Joyeux anniversaire, Tenou’a

Tenou’a célèbre cette année un double anniversaire : cela fait 13 ans que Delphine Horvilleur et Antoine Strobel-Dahan ont repris la rédaction en chef de cette publication du MJLF pour en faire la revue que vous connaissez aujourd’hui, et cela fait 10 ans que Tenou’a est une association autonome, indépendante de toute communauté, sous la présidence de Francis Lentschner et Élie Papiernik, qui travaille à faire dialoguer les voix et les pensées juives de France, d’Israël et d’ailleurs.
Alors que nous marquons ces deux anniversaires symboliques, Tenou’a continue d’évoluer et vous propose des podcasts, des vidéos, des rencontres, des Ateliers, des articles, témoignages, tribunes, décryptages, sur papier, sur son site Internet et sur ses réseaux sociaux.
Alors nous avons demandé à trois rabbins de différentes sensibilités de nous expliquer pourquoi ils contribuent à Tenou’a.

_Questions à traiter_
[1] Répondez aux questions suivantes d’après l’extrait consacré à Tenou’a :
(a) Depuis combien d’années Delphine Horvilleur et Antoine Strobel-Dahan assurent-ils la rédaction en chef de la revue ?
(b) Sous la présidence de qui l’association Tenou’a est-elle placée ?
(c) À combien de rabbins la revue a-t-elle demandé d’expliquer leur contribution ?
[2] Indiquez si chacune des affirmations suivantes concorde avec l’extrait consacré à Tenou’a, en citant les mots décisifs du passage :
(a) Tenou’a est une association rattachée à une communauté.
(b) Tenou’a propose notamment des podcasts et des vidéos.
(c) Tenou’a est une association autonome depuis 13 ans.

(Enregistrements d’annotation des contours)
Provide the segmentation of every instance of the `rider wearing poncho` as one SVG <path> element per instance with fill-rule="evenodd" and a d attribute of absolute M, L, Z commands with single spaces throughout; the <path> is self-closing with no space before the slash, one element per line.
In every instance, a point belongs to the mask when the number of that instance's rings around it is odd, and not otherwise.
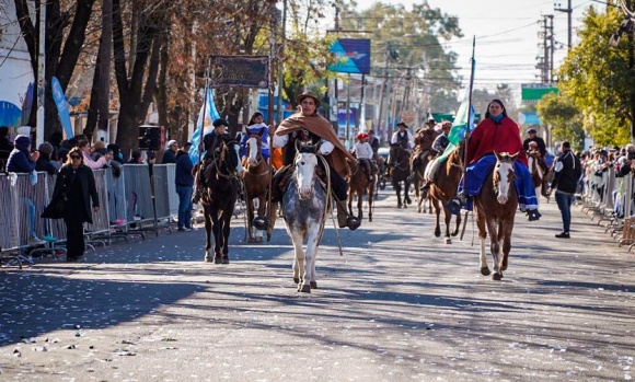
<path fill-rule="evenodd" d="M 355 230 L 359 227 L 359 220 L 354 216 L 348 216 L 346 198 L 348 184 L 346 178 L 350 174 L 350 166 L 347 161 L 355 163 L 357 159 L 346 150 L 339 138 L 335 134 L 328 120 L 318 114 L 321 102 L 311 92 L 298 96 L 299 111 L 292 116 L 282 120 L 274 134 L 274 148 L 284 148 L 284 166 L 274 175 L 274 187 L 284 181 L 285 174 L 296 158 L 296 140 L 303 142 L 311 141 L 320 143 L 319 153 L 322 154 L 331 169 L 331 186 L 335 195 L 337 206 L 337 221 L 340 228 L 348 227 Z M 320 167 L 325 173 L 322 161 L 318 161 Z M 274 189 L 274 194 L 276 194 Z M 278 196 L 279 197 L 279 196 Z M 274 197 L 273 199 L 278 199 Z"/>
<path fill-rule="evenodd" d="M 513 163 L 516 172 L 516 192 L 518 205 L 521 211 L 527 211 L 529 220 L 539 220 L 538 198 L 531 182 L 531 174 L 527 167 L 527 153 L 522 148 L 518 125 L 507 116 L 507 112 L 500 100 L 493 100 L 487 105 L 485 119 L 476 126 L 467 141 L 467 169 L 465 184 L 459 184 L 459 193 L 474 196 L 481 193 L 481 187 L 487 175 L 496 164 L 496 152 L 518 152 L 518 159 Z M 463 189 L 464 188 L 464 189 Z M 467 199 L 467 209 L 472 209 L 471 199 Z"/>

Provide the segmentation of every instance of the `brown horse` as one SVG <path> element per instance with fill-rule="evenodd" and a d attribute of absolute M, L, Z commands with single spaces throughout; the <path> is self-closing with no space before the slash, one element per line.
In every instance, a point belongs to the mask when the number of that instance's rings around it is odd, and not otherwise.
<path fill-rule="evenodd" d="M 426 167 L 430 163 L 430 150 L 425 150 L 423 152 L 414 151 L 411 155 L 411 182 L 413 183 L 413 192 L 415 193 L 415 200 L 417 201 L 417 212 L 425 211 L 425 201 L 428 200 L 428 213 L 432 213 L 432 201 L 428 197 L 428 193 L 422 192 L 422 186 L 426 183 L 425 172 Z M 419 161 L 419 165 L 414 171 L 415 161 Z"/>
<path fill-rule="evenodd" d="M 500 280 L 507 269 L 509 251 L 511 250 L 511 231 L 513 218 L 518 208 L 518 195 L 513 180 L 513 162 L 518 153 L 497 153 L 494 170 L 485 178 L 481 194 L 474 196 L 474 212 L 481 241 L 481 274 L 489 275 L 487 255 L 485 254 L 485 238 L 489 233 L 489 252 L 494 257 L 493 280 Z M 503 257 L 500 252 L 503 252 Z"/>
<path fill-rule="evenodd" d="M 247 209 L 247 229 L 245 236 L 247 243 L 262 242 L 263 233 L 257 231 L 253 225 L 254 200 L 257 200 L 258 217 L 265 217 L 267 207 L 267 192 L 272 178 L 272 169 L 262 153 L 263 137 L 262 135 L 250 135 L 245 142 L 246 157 L 243 158 L 243 182 L 245 185 L 245 204 Z"/>
<path fill-rule="evenodd" d="M 452 239 L 450 238 L 450 221 L 452 220 L 452 213 L 448 209 L 447 205 L 452 198 L 457 196 L 457 189 L 463 173 L 463 148 L 464 143 L 461 142 L 459 147 L 452 151 L 448 158 L 446 158 L 446 161 L 440 163 L 437 177 L 430 185 L 429 190 L 429 197 L 432 206 L 435 207 L 435 213 L 437 216 L 435 236 L 439 238 L 441 235 L 439 220 L 441 218 L 442 208 L 446 218 L 446 244 L 452 243 Z M 454 221 L 454 230 L 451 233 L 452 236 L 459 234 L 460 225 L 461 213 L 458 213 L 457 220 Z"/>
<path fill-rule="evenodd" d="M 409 158 L 411 155 L 408 152 L 400 143 L 393 143 L 390 146 L 390 177 L 392 180 L 392 187 L 397 195 L 397 208 L 406 208 L 407 205 L 413 202 L 408 196 L 408 190 L 411 188 L 411 182 L 408 181 L 408 176 L 411 175 Z M 403 202 L 402 182 L 404 183 Z"/>
<path fill-rule="evenodd" d="M 374 197 L 374 184 L 377 183 L 377 174 L 372 174 L 372 182 L 368 180 L 368 175 L 363 171 L 361 164 L 356 163 L 353 166 L 353 174 L 348 178 L 348 212 L 353 213 L 353 196 L 357 195 L 357 218 L 362 218 L 362 202 L 363 194 L 368 198 L 368 221 L 372 221 L 372 201 Z"/>
<path fill-rule="evenodd" d="M 200 204 L 205 217 L 205 261 L 229 264 L 229 234 L 233 208 L 238 199 L 240 176 L 244 169 L 240 161 L 240 144 L 223 139 L 221 150 L 206 162 L 206 182 Z M 213 234 L 213 252 L 211 235 Z"/>

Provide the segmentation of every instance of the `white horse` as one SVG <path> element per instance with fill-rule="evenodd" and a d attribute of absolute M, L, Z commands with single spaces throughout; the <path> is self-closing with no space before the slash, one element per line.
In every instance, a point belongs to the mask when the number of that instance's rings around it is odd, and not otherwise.
<path fill-rule="evenodd" d="M 320 183 L 315 169 L 319 158 L 316 147 L 298 150 L 293 176 L 282 197 L 282 217 L 293 242 L 293 281 L 298 291 L 311 292 L 318 288 L 315 256 L 322 240 L 327 212 L 327 193 Z M 307 250 L 304 250 L 304 244 Z"/>

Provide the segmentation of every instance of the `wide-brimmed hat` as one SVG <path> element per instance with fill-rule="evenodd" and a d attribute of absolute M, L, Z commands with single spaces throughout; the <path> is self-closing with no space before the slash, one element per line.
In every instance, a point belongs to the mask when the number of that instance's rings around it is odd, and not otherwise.
<path fill-rule="evenodd" d="M 227 120 L 224 120 L 222 118 L 216 119 L 211 125 L 213 125 L 213 127 L 229 126 L 229 124 L 227 123 Z"/>
<path fill-rule="evenodd" d="M 298 97 L 296 99 L 296 101 L 298 101 L 298 103 L 302 103 L 302 100 L 304 100 L 305 97 L 312 97 L 313 101 L 315 101 L 315 107 L 320 107 L 322 105 L 322 102 L 320 101 L 320 99 L 318 97 L 318 95 L 315 95 L 315 93 L 313 92 L 304 92 L 300 95 L 298 95 Z"/>

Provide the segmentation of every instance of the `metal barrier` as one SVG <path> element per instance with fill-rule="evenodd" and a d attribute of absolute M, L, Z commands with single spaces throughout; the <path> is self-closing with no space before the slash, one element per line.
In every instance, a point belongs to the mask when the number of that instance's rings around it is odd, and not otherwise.
<path fill-rule="evenodd" d="M 154 217 L 154 206 L 152 202 L 152 185 L 150 183 L 150 171 L 147 164 L 125 164 L 124 196 L 126 198 L 126 221 L 130 229 L 157 230 L 157 219 Z M 145 227 L 143 223 L 152 223 L 152 228 Z"/>

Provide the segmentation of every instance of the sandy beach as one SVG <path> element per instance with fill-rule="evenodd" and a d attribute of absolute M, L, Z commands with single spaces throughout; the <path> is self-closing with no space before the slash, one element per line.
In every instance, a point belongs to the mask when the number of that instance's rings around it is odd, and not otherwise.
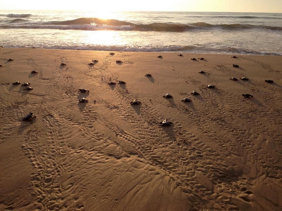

_Réponses finales_
[1]
(a) Depuis 13 ans.
(b) Sous la présidence de Francis Lentschner et Élie Papiernik.
(c) À trois rabbins.

[2]
(a) Non : « indépendante de toute communauté ».
(b) Oui : « vous propose des podcasts, des vidéos ».
(c) Non : « cela fait 10 ans que Tenou’a est une association autonome ».